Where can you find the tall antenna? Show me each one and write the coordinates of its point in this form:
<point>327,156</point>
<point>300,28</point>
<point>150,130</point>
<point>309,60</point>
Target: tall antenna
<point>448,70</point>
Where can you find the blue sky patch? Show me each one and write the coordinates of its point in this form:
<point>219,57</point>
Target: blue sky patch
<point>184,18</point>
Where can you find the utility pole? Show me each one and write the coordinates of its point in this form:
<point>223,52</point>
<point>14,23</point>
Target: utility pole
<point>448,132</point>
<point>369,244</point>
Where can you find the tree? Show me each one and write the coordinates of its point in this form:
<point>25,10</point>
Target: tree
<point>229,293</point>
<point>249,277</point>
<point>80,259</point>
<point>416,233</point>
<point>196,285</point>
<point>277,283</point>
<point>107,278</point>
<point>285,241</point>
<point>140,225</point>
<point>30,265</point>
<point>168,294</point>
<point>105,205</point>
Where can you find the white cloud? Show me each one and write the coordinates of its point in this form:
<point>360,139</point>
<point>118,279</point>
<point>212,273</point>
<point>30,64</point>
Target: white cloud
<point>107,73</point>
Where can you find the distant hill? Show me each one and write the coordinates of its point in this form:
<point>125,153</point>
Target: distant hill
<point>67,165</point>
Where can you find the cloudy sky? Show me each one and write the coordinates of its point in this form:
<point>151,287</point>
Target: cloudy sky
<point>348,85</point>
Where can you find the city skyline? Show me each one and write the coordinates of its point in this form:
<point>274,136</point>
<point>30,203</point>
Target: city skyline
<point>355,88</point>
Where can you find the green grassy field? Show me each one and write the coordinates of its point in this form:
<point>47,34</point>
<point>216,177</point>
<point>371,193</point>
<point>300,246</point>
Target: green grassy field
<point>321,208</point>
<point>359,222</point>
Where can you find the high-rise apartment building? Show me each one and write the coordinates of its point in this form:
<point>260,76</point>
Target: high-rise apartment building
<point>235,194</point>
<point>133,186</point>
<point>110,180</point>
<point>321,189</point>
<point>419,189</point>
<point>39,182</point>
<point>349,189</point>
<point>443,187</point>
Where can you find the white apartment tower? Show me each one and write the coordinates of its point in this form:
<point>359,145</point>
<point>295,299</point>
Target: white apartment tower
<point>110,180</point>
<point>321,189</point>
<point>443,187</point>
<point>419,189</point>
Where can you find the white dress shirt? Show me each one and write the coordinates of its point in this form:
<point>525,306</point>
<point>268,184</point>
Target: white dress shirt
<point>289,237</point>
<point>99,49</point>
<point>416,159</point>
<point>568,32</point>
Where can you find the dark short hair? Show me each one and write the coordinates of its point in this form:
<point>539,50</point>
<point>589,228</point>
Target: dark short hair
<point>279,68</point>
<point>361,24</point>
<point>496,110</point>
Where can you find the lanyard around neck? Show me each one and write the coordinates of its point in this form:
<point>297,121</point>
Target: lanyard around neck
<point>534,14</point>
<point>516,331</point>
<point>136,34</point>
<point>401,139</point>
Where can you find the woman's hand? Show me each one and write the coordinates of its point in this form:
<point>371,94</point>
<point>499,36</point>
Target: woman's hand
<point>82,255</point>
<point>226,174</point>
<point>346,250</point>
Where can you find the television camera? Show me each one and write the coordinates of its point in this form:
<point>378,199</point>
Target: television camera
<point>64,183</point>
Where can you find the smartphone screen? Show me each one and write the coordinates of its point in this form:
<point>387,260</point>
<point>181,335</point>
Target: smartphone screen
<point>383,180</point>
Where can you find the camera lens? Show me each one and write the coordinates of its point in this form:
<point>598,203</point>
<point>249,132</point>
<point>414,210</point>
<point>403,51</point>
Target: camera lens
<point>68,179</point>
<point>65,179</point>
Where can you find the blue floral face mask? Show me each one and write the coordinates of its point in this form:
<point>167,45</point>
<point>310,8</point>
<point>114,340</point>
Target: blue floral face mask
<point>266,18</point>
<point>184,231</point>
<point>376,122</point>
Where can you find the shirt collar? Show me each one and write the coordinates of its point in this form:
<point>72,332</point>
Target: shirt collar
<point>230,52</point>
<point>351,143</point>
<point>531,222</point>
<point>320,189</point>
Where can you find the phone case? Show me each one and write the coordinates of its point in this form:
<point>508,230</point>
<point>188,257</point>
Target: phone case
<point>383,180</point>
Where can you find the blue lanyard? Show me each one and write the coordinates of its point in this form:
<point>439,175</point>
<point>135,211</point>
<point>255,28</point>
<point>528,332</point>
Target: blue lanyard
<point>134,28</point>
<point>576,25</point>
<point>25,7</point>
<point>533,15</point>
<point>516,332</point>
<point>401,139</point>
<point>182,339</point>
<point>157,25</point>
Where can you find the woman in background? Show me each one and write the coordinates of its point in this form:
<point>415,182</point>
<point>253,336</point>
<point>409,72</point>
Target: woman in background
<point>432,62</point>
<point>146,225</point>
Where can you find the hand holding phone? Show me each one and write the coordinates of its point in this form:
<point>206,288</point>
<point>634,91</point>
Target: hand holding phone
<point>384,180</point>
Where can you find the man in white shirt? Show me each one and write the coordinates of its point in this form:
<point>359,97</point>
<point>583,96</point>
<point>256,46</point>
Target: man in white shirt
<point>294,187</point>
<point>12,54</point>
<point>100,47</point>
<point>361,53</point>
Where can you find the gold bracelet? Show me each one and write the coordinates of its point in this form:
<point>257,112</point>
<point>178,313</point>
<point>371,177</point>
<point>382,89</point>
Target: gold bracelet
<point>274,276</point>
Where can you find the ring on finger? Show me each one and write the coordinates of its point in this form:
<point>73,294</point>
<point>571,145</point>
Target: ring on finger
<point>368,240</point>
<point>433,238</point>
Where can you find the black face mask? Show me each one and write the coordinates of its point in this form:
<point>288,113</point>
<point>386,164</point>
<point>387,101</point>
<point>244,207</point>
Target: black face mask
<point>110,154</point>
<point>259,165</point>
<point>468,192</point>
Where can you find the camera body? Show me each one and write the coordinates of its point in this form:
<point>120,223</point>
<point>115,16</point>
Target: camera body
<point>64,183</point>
========================
-- What is asked --
Put every line of the records above into a Markdown table with two columns, Row and Line. Number the rows in order and leave out any blank lines.

-- Complete response --
| Row | Line |
|---|---|
| 1 | Where can you find the tall antenna? Show me each one and write the coordinates of its point in this form: |
| 2 | <point>327,156</point> |
| 3 | <point>300,28</point> |
| 4 | <point>150,130</point> |
| 5 | <point>309,60</point> |
| 6 | Target: tall antenna |
| 7 | <point>448,70</point> |
| 8 | Where can you find the blue sky patch? Show me each one and write the coordinates of its point in this form: |
| 9 | <point>219,57</point> |
| 10 | Target: blue sky patch |
| 11 | <point>184,18</point> |
| 12 | Where can you find the utility pole? Show me each one and write the coordinates of its point in this form: |
| 13 | <point>223,52</point> |
| 14 | <point>14,23</point> |
| 15 | Target: utility pole |
| 16 | <point>448,132</point> |
| 17 | <point>369,244</point> |
| 18 | Where can you find the tree? Show me each one and write the coordinates of its point in this form: |
| 19 | <point>25,10</point> |
| 20 | Target: tree |
| 21 | <point>229,293</point> |
| 22 | <point>249,277</point> |
| 23 | <point>80,259</point> |
| 24 | <point>416,233</point> |
| 25 | <point>196,285</point> |
| 26 | <point>277,283</point> |
| 27 | <point>107,278</point> |
| 28 | <point>285,241</point> |
| 29 | <point>140,225</point> |
| 30 | <point>30,265</point> |
| 31 | <point>168,294</point> |
| 32 | <point>105,205</point> |
| 33 | Where can you find the white cloud? Show me each one and write the coordinates of its point in this form: |
| 34 | <point>360,139</point> |
| 35 | <point>118,279</point> |
| 36 | <point>212,273</point> |
| 37 | <point>30,64</point> |
| 38 | Target: white cloud |
| 39 | <point>107,73</point> |
| 40 | Where can you find the distant hill? Show me each one and write the coordinates of its point in this form: |
| 41 | <point>125,153</point> |
| 42 | Target: distant hill |
| 43 | <point>67,165</point> |
| 44 | Where can you find the cloudy sky? Show me each one and write the coordinates of its point in this form: |
| 45 | <point>151,287</point> |
| 46 | Target: cloudy sky |
| 47 | <point>348,85</point> |
| 48 | Where can you find the city skyline? Show me each one and write the coordinates of its point in this form: |
| 49 | <point>274,136</point> |
| 50 | <point>30,203</point> |
| 51 | Target: city skyline |
| 52 | <point>355,88</point> |
| 53 | Where can you find the green grassy field? Show me each one and write the coordinates of its point in this form: |
| 54 | <point>47,34</point> |
| 55 | <point>216,177</point> |
| 56 | <point>371,193</point> |
| 57 | <point>300,246</point> |
| 58 | Target: green grassy field |
| 59 | <point>321,208</point> |
| 60 | <point>359,222</point> |
| 61 | Where can you find the high-rise apartment building? Show me each one and write the coordinates of its point in this form: |
| 62 | <point>260,76</point> |
| 63 | Target: high-rise apartment building |
| 64 | <point>235,194</point> |
| 65 | <point>133,186</point> |
| 66 | <point>110,180</point> |
| 67 | <point>321,189</point> |
| 68 | <point>419,189</point> |
| 69 | <point>39,182</point> |
| 70 | <point>349,189</point> |
| 71 | <point>443,187</point> |
| 72 | Where can you find the white apartment tower? Show me each one and write the coordinates of its point in this form: |
| 73 | <point>359,145</point> |
| 74 | <point>295,299</point> |
| 75 | Target: white apartment tower |
| 76 | <point>110,180</point> |
| 77 | <point>321,189</point> |
| 78 | <point>443,187</point> |
| 79 | <point>419,189</point> |
| 80 | Where can you find the white dress shirt? Show me each one and write the coordinates of its point in this form: |
| 81 | <point>525,306</point> |
| 82 | <point>268,184</point> |
| 83 | Target: white dress shirt |
| 84 | <point>289,237</point> |
| 85 | <point>99,49</point> |
| 86 | <point>416,159</point> |
| 87 | <point>568,32</point> |
| 88 | Where can you find the dark short hair? Show me each one and write the coordinates of its point in this form: |
| 89 | <point>539,50</point> |
| 90 | <point>589,228</point> |
| 91 | Target: dark short hair |
| 92 | <point>279,68</point> |
| 93 | <point>361,24</point> |
| 94 | <point>496,110</point> |
| 95 | Where can you find the lanyard around neck? Show me each one and write the coordinates of its point in this form: |
| 96 | <point>297,121</point> |
| 97 | Target: lanyard around neck |
| 98 | <point>534,14</point> |
| 99 | <point>516,331</point> |
| 100 | <point>136,34</point> |
| 101 | <point>401,139</point> |
| 102 | Where can you find the woman's hand? Show me each one and write the coordinates of its point in this form: |
| 103 | <point>371,94</point> |
| 104 | <point>499,36</point> |
| 105 | Target: woman's hand |
| 106 | <point>82,255</point> |
| 107 | <point>226,174</point> |
| 108 | <point>346,250</point> |
| 109 | Where can you find the television camera? Show me each one and write the coordinates of its point in this form: |
| 110 | <point>378,199</point> |
| 111 | Target: television camera |
| 112 | <point>64,183</point> |
| 113 | Where can you find the smartphone screen? Show me each one and write the coordinates of its point in this form: |
| 114 | <point>387,260</point> |
| 115 | <point>181,335</point> |
| 116 | Target: smartphone screen |
| 117 | <point>383,180</point> |
| 118 | Where can you find the camera lens? Show me each one and write the coordinates of its point in this form: |
| 119 | <point>598,203</point> |
| 120 | <point>249,132</point> |
| 121 | <point>414,210</point> |
| 122 | <point>403,51</point> |
| 123 | Target: camera lens |
| 124 | <point>68,179</point> |
| 125 | <point>65,179</point> |
| 126 | Where can you find the blue floral face mask? Show me each one and write the coordinates of its point in this form: |
| 127 | <point>167,45</point> |
| 128 | <point>310,8</point> |
| 129 | <point>114,340</point> |
| 130 | Target: blue floral face mask |
| 131 | <point>266,18</point> |
| 132 | <point>184,231</point> |
| 133 | <point>376,122</point> |
| 134 | Where can you find the shirt collar? Show me each one and write the coordinates of its point in this form: |
| 135 | <point>72,332</point> |
| 136 | Target: shirt collar |
| 137 | <point>230,52</point> |
| 138 | <point>351,143</point> |
| 139 | <point>531,222</point> |
| 140 | <point>320,189</point> |
| 141 | Where can you find the phone case? Show me each one and write the coordinates of its point in this form: |
| 142 | <point>508,230</point> |
| 143 | <point>188,257</point> |
| 144 | Target: phone case |
| 145 | <point>383,180</point> |
| 146 | Where can you find the blue lanyard? Show me each one and write the coordinates of its point in this form: |
| 147 | <point>439,175</point> |
| 148 | <point>135,211</point> |
| 149 | <point>255,28</point> |
| 150 | <point>528,332</point> |
| 151 | Target: blue lanyard |
| 152 | <point>134,28</point> |
| 153 | <point>576,25</point> |
| 154 | <point>25,7</point> |
| 155 | <point>533,15</point> |
| 156 | <point>516,332</point> |
| 157 | <point>401,139</point> |
| 158 | <point>182,339</point> |
| 159 | <point>157,25</point> |
| 160 | Where can you find the woman in background? Show me each one and write the coordinates of its point in this form: |
| 161 | <point>415,182</point> |
| 162 | <point>253,336</point> |
| 163 | <point>409,72</point> |
| 164 | Target: woman in background |
| 165 | <point>432,62</point> |
| 166 | <point>146,225</point> |
| 167 | Where can you find the hand holding phone? Show me each one and write the coordinates of its point in this form: |
| 168 | <point>206,288</point> |
| 169 | <point>634,91</point> |
| 170 | Target: hand holding phone |
| 171 | <point>384,180</point> |
| 172 | Where can you find the man in white shirt? Show me each one and write the coordinates of its point in this form: |
| 173 | <point>359,97</point> |
| 174 | <point>583,96</point> |
| 175 | <point>256,46</point> |
| 176 | Target: man in white shirt |
| 177 | <point>294,187</point> |
| 178 | <point>12,54</point> |
| 179 | <point>100,47</point> |
| 180 | <point>361,53</point> |
| 181 | Where can you find the gold bracelet? Show me each one and write the coordinates of its point in this form: |
| 182 | <point>257,112</point> |
| 183 | <point>178,313</point> |
| 184 | <point>371,177</point> |
| 185 | <point>382,89</point> |
| 186 | Target: gold bracelet |
| 187 | <point>274,276</point> |
| 188 | Where can you find the ring on finger? Show me each one and write the coordinates of its point in this form: |
| 189 | <point>73,294</point> |
| 190 | <point>571,145</point> |
| 191 | Target: ring on finger |
| 192 | <point>368,240</point> |
| 193 | <point>433,238</point> |
| 194 | Where can you find the black face mask? Show me each one and write the coordinates of its point in this form: |
| 195 | <point>288,113</point> |
| 196 | <point>386,164</point> |
| 197 | <point>387,101</point> |
| 198 | <point>244,207</point> |
| 199 | Target: black face mask |
| 200 | <point>110,154</point> |
| 201 | <point>259,165</point> |
| 202 | <point>468,192</point> |
| 203 | Where can you find the camera body? Show me each one and write the coordinates of its point in this form: |
| 204 | <point>120,223</point> |
| 205 | <point>115,16</point> |
| 206 | Target: camera body |
| 207 | <point>64,183</point> |